=== Texte du document ===

En septembre 2018, l'assistante parlementaire d'un ancien député-maire du Val de Marne a porté plainte pour diffamation. Elle se référait aux propos diffusés sur le site du nouveau maire de la ville : "Entre temps, l'ancienne collaboratrice parlementaire de l'ex député-maire, lequel l'a vraisemblablement téléguidée, a insulté et provoqué des agents municipaux. Hurlements et grossièreté de sa part n'ont fait qu'empirer la situation dans le hall avant qu'elle ne soit évacuée de force". En octobre 2023, le tribunal correctionnel a déclaré l'auteur de ces propos, c'est-à-dire le nouveau maire, coupable de diffamation. Mais la cour d'appel a infirmé le jugement, estimant que la victime n'était pas identifiable, dès lors qu'il était seulement fait mention de son ancienne fonction d'assistante parlementaire, son identité n'étant pas clairement mentionnée. Or, l'ancien élu a eu plusieurs collaboratrices, et la cour considère que cette pluralité empêche que le délit soit constitué.

=== Lignes de données ===

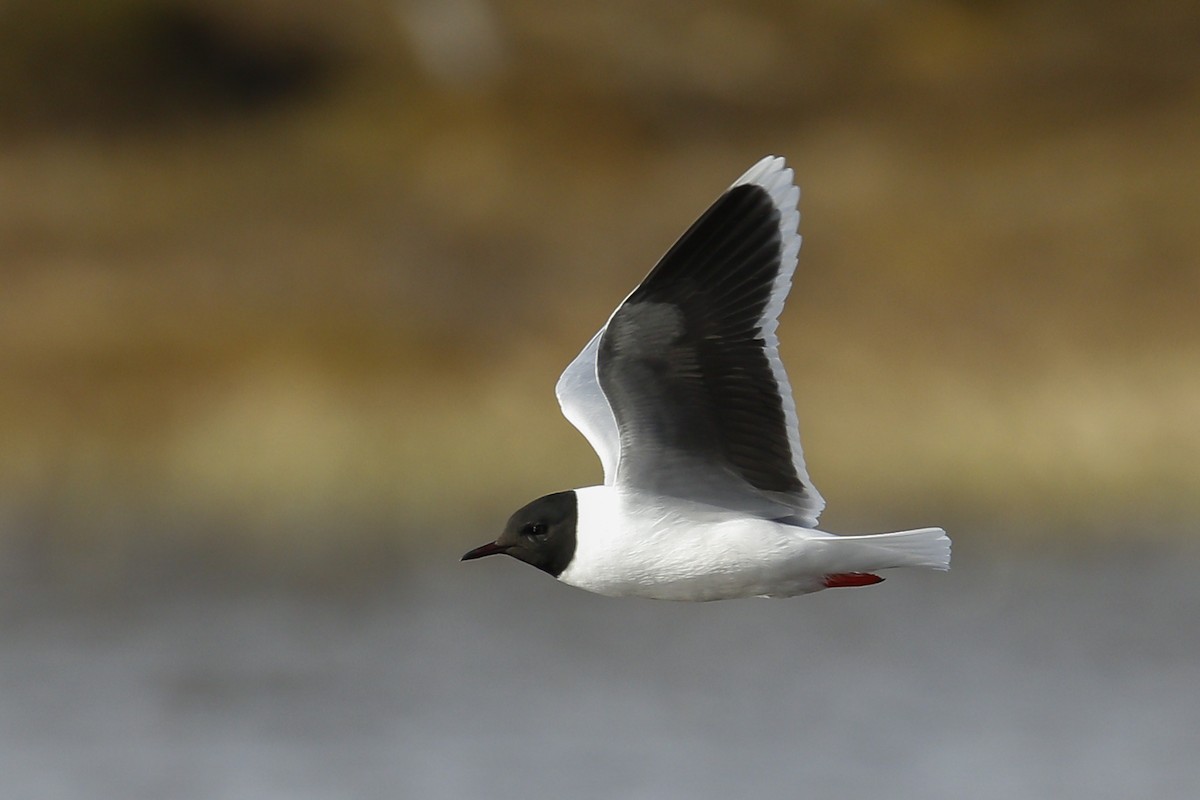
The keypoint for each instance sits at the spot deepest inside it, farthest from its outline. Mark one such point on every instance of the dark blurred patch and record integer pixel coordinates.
(121, 65)
(203, 65)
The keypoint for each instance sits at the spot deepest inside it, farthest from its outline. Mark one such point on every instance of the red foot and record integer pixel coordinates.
(839, 579)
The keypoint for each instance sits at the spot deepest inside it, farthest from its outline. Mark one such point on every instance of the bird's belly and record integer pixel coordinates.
(705, 561)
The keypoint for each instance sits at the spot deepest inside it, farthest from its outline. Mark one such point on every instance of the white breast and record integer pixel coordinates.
(630, 543)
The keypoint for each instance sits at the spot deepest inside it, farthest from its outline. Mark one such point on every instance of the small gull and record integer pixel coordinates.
(684, 398)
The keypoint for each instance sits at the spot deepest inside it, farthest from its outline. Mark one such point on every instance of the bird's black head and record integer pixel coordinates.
(541, 534)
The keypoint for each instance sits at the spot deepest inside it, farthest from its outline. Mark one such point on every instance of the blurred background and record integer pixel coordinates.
(285, 289)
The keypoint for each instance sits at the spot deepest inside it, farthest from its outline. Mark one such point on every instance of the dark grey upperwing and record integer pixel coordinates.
(690, 367)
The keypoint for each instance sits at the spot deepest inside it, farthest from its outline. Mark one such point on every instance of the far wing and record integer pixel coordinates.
(587, 408)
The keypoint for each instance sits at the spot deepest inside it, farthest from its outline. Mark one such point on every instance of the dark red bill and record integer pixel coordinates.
(490, 548)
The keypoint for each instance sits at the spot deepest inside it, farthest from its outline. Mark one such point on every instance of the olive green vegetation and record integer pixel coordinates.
(311, 270)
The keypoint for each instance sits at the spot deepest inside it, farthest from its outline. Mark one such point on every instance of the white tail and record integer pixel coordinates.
(925, 547)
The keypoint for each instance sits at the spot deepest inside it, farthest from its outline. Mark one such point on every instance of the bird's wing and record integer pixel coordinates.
(695, 401)
(587, 408)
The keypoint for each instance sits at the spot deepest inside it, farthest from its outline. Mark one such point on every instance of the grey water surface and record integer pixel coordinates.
(1018, 674)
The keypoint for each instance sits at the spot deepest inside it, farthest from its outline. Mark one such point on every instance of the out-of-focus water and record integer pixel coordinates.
(1011, 677)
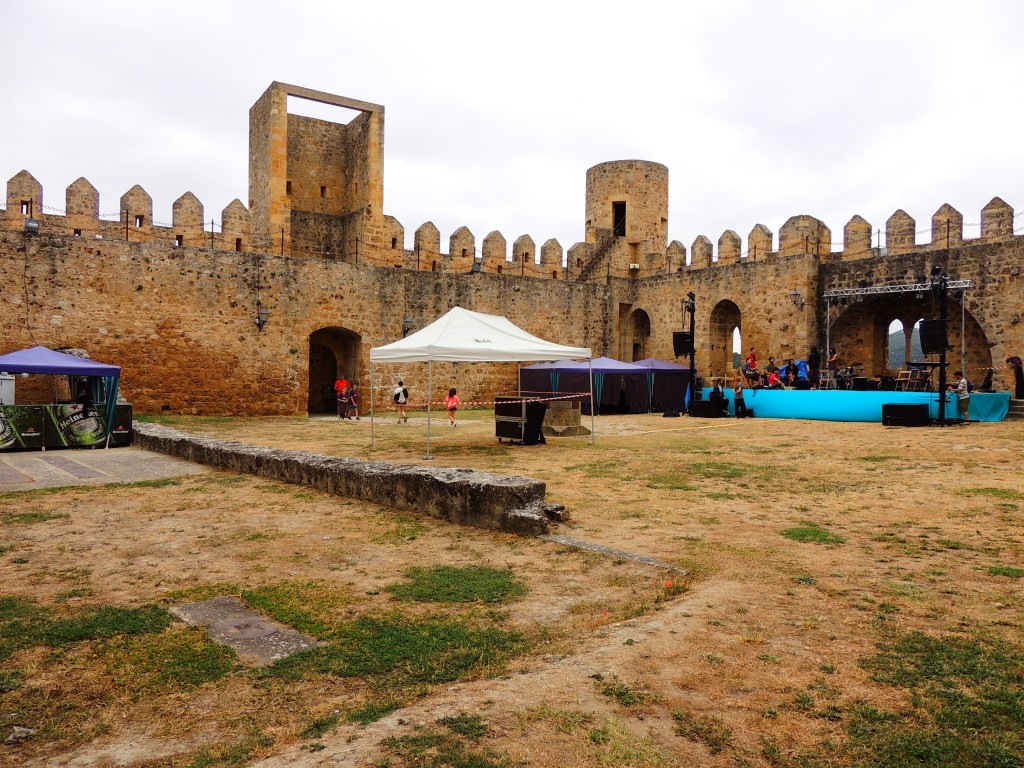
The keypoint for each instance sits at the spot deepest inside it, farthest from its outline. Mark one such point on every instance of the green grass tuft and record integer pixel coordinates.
(371, 713)
(396, 652)
(711, 731)
(444, 584)
(812, 534)
(1007, 570)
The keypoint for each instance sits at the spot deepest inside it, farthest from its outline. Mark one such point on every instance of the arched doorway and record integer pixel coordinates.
(725, 321)
(333, 351)
(639, 335)
(864, 334)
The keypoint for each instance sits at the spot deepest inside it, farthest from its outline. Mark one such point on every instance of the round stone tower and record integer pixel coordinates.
(629, 199)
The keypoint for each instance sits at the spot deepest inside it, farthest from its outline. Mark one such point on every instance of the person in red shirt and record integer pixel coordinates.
(453, 402)
(341, 391)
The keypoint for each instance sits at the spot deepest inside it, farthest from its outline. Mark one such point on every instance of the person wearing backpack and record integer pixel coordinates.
(963, 389)
(400, 398)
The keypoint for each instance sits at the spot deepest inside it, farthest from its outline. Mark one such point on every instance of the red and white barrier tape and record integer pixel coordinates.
(566, 396)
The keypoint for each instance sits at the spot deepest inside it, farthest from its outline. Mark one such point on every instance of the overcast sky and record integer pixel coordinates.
(495, 111)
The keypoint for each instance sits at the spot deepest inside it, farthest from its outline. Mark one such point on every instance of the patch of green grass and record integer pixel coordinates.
(9, 681)
(430, 749)
(470, 726)
(711, 731)
(606, 468)
(371, 713)
(104, 623)
(202, 592)
(233, 755)
(25, 625)
(614, 744)
(671, 481)
(1007, 570)
(396, 652)
(321, 726)
(310, 607)
(74, 594)
(994, 493)
(170, 662)
(30, 518)
(622, 692)
(968, 694)
(445, 584)
(406, 528)
(812, 534)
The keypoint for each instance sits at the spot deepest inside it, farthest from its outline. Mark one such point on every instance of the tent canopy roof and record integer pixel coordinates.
(43, 360)
(653, 364)
(464, 336)
(600, 366)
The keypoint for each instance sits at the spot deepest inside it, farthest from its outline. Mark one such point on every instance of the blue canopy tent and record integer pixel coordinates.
(667, 382)
(103, 379)
(619, 387)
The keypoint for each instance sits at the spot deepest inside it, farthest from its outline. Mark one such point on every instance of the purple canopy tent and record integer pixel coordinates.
(619, 387)
(43, 360)
(668, 382)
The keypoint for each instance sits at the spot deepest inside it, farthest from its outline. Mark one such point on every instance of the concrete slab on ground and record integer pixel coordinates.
(27, 470)
(230, 623)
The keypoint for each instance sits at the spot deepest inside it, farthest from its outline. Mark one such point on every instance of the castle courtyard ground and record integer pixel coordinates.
(828, 566)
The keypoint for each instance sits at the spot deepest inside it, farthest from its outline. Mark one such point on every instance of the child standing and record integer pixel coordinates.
(453, 402)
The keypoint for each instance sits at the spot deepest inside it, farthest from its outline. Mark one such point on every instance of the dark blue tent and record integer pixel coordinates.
(668, 382)
(619, 387)
(103, 379)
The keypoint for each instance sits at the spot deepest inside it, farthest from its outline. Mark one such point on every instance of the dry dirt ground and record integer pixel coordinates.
(762, 650)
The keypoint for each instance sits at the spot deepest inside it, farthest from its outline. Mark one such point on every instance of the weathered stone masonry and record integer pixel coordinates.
(175, 305)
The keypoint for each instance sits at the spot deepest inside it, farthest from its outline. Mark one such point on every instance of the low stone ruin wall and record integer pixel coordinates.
(462, 496)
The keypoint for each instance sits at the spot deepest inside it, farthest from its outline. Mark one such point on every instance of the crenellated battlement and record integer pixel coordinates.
(808, 236)
(337, 275)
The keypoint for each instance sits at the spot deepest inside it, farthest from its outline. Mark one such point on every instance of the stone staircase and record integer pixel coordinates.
(595, 259)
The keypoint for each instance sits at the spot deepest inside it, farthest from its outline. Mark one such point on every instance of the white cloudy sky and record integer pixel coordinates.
(495, 111)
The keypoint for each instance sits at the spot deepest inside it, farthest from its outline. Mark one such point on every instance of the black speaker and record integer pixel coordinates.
(904, 415)
(682, 342)
(933, 337)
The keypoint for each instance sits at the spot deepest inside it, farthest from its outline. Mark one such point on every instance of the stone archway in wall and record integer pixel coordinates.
(861, 334)
(638, 337)
(725, 320)
(333, 351)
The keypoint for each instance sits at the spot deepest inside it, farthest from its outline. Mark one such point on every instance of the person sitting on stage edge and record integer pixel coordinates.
(737, 398)
(718, 399)
(791, 373)
(963, 388)
(813, 368)
(1018, 366)
(751, 369)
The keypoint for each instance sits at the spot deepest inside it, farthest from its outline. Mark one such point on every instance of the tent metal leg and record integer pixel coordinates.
(430, 389)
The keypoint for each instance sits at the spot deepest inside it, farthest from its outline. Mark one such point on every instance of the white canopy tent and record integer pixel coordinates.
(464, 336)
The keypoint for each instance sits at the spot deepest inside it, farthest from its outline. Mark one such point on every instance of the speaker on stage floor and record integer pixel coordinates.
(682, 343)
(904, 415)
(933, 337)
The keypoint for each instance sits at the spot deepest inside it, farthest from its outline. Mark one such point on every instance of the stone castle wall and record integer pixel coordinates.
(175, 302)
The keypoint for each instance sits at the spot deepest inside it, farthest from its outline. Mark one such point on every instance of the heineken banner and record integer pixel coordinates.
(34, 427)
(23, 427)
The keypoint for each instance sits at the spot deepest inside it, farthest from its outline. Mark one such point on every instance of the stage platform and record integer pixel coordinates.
(843, 404)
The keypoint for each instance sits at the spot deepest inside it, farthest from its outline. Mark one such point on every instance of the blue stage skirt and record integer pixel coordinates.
(843, 404)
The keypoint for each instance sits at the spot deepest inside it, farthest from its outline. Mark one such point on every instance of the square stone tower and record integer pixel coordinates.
(312, 183)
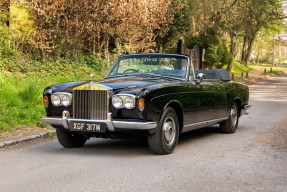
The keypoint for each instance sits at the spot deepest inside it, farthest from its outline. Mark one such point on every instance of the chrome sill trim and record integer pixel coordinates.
(111, 124)
(203, 124)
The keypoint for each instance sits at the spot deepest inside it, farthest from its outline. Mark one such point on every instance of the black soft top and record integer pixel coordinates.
(221, 74)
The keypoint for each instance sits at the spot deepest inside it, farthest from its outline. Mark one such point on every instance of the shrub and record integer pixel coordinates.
(216, 51)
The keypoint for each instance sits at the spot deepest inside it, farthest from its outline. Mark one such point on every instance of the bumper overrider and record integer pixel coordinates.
(67, 122)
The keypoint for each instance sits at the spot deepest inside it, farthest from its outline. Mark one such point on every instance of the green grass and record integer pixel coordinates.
(22, 85)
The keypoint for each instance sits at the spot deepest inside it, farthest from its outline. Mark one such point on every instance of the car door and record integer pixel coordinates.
(204, 102)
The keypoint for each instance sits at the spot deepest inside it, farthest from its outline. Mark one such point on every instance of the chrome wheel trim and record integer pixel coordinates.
(169, 131)
(233, 115)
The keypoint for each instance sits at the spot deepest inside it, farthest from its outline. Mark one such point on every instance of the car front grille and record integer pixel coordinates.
(90, 104)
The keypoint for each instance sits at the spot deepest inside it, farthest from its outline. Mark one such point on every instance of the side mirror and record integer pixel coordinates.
(200, 77)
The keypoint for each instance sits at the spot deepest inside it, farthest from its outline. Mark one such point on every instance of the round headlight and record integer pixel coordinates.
(129, 102)
(117, 102)
(66, 100)
(56, 100)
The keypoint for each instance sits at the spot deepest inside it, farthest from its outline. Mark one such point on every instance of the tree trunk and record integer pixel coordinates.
(250, 42)
(233, 45)
(5, 7)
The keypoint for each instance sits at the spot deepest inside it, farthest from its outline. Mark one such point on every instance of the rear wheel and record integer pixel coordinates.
(70, 139)
(230, 125)
(164, 140)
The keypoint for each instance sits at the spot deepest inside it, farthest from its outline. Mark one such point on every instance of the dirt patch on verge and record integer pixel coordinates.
(275, 136)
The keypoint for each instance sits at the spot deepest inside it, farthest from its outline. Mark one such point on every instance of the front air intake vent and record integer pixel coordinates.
(90, 104)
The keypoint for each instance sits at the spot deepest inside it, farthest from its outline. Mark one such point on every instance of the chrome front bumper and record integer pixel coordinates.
(111, 125)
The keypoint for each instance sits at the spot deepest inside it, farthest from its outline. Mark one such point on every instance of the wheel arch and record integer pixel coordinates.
(179, 111)
(238, 103)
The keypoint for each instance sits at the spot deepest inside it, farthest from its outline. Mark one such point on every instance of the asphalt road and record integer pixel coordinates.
(204, 160)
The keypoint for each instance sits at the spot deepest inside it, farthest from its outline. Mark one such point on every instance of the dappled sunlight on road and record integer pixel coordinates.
(270, 90)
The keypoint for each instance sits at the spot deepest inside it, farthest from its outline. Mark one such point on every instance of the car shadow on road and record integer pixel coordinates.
(198, 134)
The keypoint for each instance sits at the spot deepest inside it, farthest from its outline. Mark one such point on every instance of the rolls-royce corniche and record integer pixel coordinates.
(154, 95)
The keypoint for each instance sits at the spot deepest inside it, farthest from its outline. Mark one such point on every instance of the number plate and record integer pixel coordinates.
(86, 127)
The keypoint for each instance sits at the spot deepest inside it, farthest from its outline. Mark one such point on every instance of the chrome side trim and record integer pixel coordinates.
(134, 125)
(198, 125)
(65, 120)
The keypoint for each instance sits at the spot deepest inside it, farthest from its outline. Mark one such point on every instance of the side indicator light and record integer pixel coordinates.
(46, 101)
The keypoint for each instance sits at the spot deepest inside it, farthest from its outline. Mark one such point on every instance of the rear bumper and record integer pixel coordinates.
(65, 121)
(244, 110)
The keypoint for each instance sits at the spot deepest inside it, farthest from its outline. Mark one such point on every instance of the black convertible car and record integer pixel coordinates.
(154, 95)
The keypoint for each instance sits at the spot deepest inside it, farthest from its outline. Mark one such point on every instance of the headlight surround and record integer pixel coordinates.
(117, 102)
(61, 99)
(123, 101)
(56, 100)
(66, 100)
(129, 102)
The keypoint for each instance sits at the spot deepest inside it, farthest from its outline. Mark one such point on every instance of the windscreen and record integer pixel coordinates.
(164, 65)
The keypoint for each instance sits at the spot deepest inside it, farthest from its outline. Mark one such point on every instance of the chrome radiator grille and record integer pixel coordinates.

===

Travail à faire:
a – Dans le texte sur l'affaire de diffamation, quelle juridiction a reconnu le nouveau maire coupable en octobre 2023 ?
b – Pour chacun des énoncés suivants, indiquez s'il concorde avec le texte sur l'affaire de diffamation, en répondant par oui ou par non et en citant les mots du texte qui tranchent. (i) La plainte pour diffamation a été déposée en septembre 2018. (ii) La cour d'appel a confirmé le jugement du tribunal correctionnel. (iii) D'après la cour d'appel, l'identité de la plaignante était clairement mentionnée dans les propos.
c – Poursuivez le texte sur l'affaire de diffamation après sa dernière phrase.

Réponses par tâche:
a – Le tribunal correctionnel.

b –
(i) Oui : « En septembre 2018, l'assistante parlementaire d'un ancien député-maire du Val de Marne a porté plainte pour diffamation ».
(ii) Non : « Mais la cour d'appel a infirmé le jugement ».
(iii) Non : « son identité n'étant pas clairement mentionnée ».

c –
La Cour de cassation va, au contraire, admettre le pourvoi. Elle constate d'abord que l'altercation à laquelle il est fait allusion a eu des témoins et que l'évènement a été largement diffusé dans la commune. Elle considère ensuite que le fait que l'ancien élu ait eu plusieurs collaboratrices confère un intérêt à agir à chacune d'entre elle, dès lors que chacune peut s'estimer visée par les propos diffamatoires.
Une victime identifiable
Il est exact que la diffamation ne peut être constituée que si la personne est identifiable, mais cela n'impose pas qu'elle soit nommée. Dans une décision Chauvy c. France du 8 juin 2004, la Cour européenne des droits de l'homme (CEDH) confirme la condamnation de l'auteur d'un ouvrage qui insinuait, sans vraiment l'affirmer, la culpabilité du résistant Raymond Aubrac dans l'arrestation de Jean Moulin. La thèse reposait sur le seul mémoire en défense de Klaus Barbie, fondement dépourvu de toute rigueur historique, et constituant une accusation diffamatoire.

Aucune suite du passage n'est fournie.